# Action item
What is needed is an exact transcription of the listing, with the images removed.
-- Exercise inputs follows --
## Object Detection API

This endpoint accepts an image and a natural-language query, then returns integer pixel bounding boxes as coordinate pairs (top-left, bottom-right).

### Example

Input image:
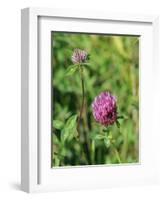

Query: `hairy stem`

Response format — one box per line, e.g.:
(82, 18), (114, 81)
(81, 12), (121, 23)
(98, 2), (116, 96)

(77, 66), (85, 131)
(76, 65), (91, 164)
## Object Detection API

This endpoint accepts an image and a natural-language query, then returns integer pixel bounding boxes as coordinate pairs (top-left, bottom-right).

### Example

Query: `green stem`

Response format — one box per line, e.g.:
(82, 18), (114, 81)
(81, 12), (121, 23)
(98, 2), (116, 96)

(108, 131), (122, 164)
(77, 66), (85, 131)
(76, 65), (91, 164)
(91, 140), (95, 164)
(112, 143), (121, 163)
-- Exercise inputs concluded --
# Task solution
## Object Detection API

This endpoint accepts an image and a natural-language query, then returns integer pixel bounding boxes as coordinate pairs (top-left, bottom-right).

### Example

Input image:

Query: `hairy stem`

Response format — one box per line, e.g.:
(82, 18), (114, 81)
(81, 12), (121, 23)
(98, 2), (116, 96)

(77, 66), (85, 131)
(76, 65), (91, 164)
## Object Detection API

This endpoint accepts an image and a natural-language query, then returns integer pixel bounding boxes as coordinate pairs (top-left, bottom-right).

### Example

Query: `green stem`

Response format — one box per line, e.g.:
(82, 18), (114, 81)
(81, 12), (121, 23)
(98, 2), (116, 96)

(108, 131), (122, 164)
(77, 66), (85, 131)
(76, 65), (91, 164)
(91, 140), (95, 164)
(112, 143), (121, 163)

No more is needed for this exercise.